At one time, the first and second books of Samuel formed a single book. They were separated in the Greek translation of the Hebrew Scriptures known as the Septuagint (about 250 BC). 1 Samuel begins with the story of Samuel: hence the name. 1 Samuel is the first of four books which tell the story of Israel's monarchy. Samuel anointed the first king. We then read about King Saul, and later about David's rise to prominence.

1 Samuel 8:4-11,(12-15),16-20,(11:14-15)

Samuel has ruled Israel, under God, for many years. Now an old man, he has handed power on to his sons, but they are corrupt and pervert justice. Now the leaders of Israel meet with Samuel ( 8:6): to them, the time has come to be ruled by a king, as other nations are ( 8:5). This displeases Samuel ( 8:6). He seeks God’s counsel, in prayer. God advises him to grant the people their wish ( 8:7); Samuel is to see it as their rejection of God, rather than of him as leader. This is not new: since leaving Egypt, they have worshipped “other gods” ( 8:8). Samuel is to warn them of the consequences of being ruled by an earthly king: their sons will be enlisted in the army ( 8:12); while some will farm the king’s lands, others will make armaments; women will work for him ( 8:13); he will take the best of their produce ( 8:14, 8:15) and animals ( 8:16) for his courtiers; their slaves will become his; they will be taxed, and will become his slaves ( 8:17). You won’t be happy, but God won’t help you! ( 8:18) The people are determined to have a king ( 8:19).

In Chapters 9 and 10, Samuel, as God’s agent, anoints Saul as king, and the people choose Saul by lottery. In 11:14-15, the people confirm Saul as king.


Psalms is a collection of collections. The psalms were written over many centuries, stretching from the days of Solomon's temple (about 950 BC) to after the Exile (about 350 BC.) Psalms are of five types: hymns of praise, laments, thanksgiving psalms, royal psalms, and wisdom psalms. Within the book, there are five "books"; there is a doxology ("Blessed be ... Amen and Amen") at the end of each book.

Psalm 138

The psalmist expresses his gratitude for God’s steadfast, enduring love and his care for his faithful followers, for whom he will fulfill his purpose (v. 8). Vv. 1-2 picture the psalmist in the courtyard of the Temple (“toward”, v. 2) to offer thanks. For v. 2b, the Revised English Bible has: “for you have exalted your promises above the heavens”. V. 3 tells of the psalmist’s experience: when he called upon God, he not only answered but “made me bold and strong” (REB). Vv. 4-5 are a hymn of praise. The REB begins vv. 4 and 5 with “Let”: may “all the kings” praise God when they hear his words; may they sing of God’s ways, because (v. 6), exalted as he is, he cares for “the lowly” but takes note of the errors of the unjustly proud (“haughty”). Vv. 7-8 are an expression of faith, of trust and acknowledgement. In spite of his troubles, God preserves the psalmist, exercising divine power against his foes. (God’s power is his “right hand”, v. 7.)

_Data shown_:
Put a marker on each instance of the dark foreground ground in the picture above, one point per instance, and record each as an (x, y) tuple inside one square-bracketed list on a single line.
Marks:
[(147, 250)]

_What this exercise asks_:
- a) According to the Bible commentary, in which translation were the first and second books of Samuel separated?
- b) Write the next part of the Bible commentary, starting after its final sentence.

_Per-task answers_:
- a) They were separated in the Septuagint, the Greek translation of the Hebrew Scriptures (about 250 BC).

- b)
2 Corinthians

This is a letter, written in the style common in the first century AD. From the text, we know that Paul wrote it in Macedonia after leaving Ephesus, probably in the autumn of 57 AD. It gives us a picture of Paul the person: an affectionate man, hurt to the quick by misunderstandings and evil-doing of his beloved fellow Christians, yet happy when he can praise them. The letter's prime intent is to combat evils which have arisen in the Christian communities in the Achaian peninsula of Greece.

2 Corinthians 4:13-5:1

Paul recalls Psalm 116:10 in the usual translation of his day: the psalmist had been suffering greatly and was near death; later he still had faith and so he “spoke” ( 4:13). Paul adapts this to his situation: he too is afflicted and he feels his death approaching; even so, he continues to proclaim the good news (“speak”). He has “the same spirit of faith”, an active faith imbued by the Holy Spirit. Why? Because he has certain hope that the Father (“the one”, 4:14) will raise him to be with him, as he did Jesus. (While “we” and “us” usually refer to Paul and sometimes his companions, here the words may refer to all Christians at Corinth, or all Christians everywhere.) “Everything” ( 4:15) Paul does is for the sake of those who come to Christ, so that the response to God’s freely given love (“grace”) may be thanksgiving by “more and more people”.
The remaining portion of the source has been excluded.